WHAT THE EXERCISE ASKS
Print all entries word for word.

(Stored items)
+===+
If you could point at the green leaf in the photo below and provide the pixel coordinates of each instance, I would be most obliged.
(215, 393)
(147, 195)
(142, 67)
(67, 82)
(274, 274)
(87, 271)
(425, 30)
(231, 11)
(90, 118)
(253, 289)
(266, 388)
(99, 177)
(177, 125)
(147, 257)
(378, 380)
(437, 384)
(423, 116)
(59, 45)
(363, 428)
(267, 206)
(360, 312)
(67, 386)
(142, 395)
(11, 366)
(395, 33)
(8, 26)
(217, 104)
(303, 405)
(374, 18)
+===+
RESULT OF THE EXERCISE
If you could point at the green leaf in the photo below and provide the pixel coordinates of each instance, I would be most obliged.
(215, 393)
(147, 195)
(142, 67)
(67, 82)
(274, 274)
(87, 271)
(425, 30)
(231, 11)
(90, 118)
(253, 289)
(266, 388)
(99, 177)
(177, 125)
(147, 257)
(378, 380)
(437, 384)
(423, 116)
(59, 45)
(363, 428)
(267, 206)
(360, 312)
(67, 386)
(142, 395)
(11, 366)
(395, 33)
(8, 26)
(217, 104)
(303, 405)
(374, 18)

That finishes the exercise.